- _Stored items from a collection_
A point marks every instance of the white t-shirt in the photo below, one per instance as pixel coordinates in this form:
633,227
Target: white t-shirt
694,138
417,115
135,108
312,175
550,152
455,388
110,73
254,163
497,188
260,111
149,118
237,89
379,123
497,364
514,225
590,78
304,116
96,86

- _WORK TASK_
Restate every record word for word.

- _ANSWER BOX_
A point marks every instance of the white t-shirt in the photo below, one per instance as pixel coordinates in this form:
633,227
Target: white t-shirt
694,138
417,115
135,108
312,175
550,152
455,388
110,73
254,163
497,188
260,111
149,118
237,89
379,123
497,364
514,225
590,78
304,116
96,86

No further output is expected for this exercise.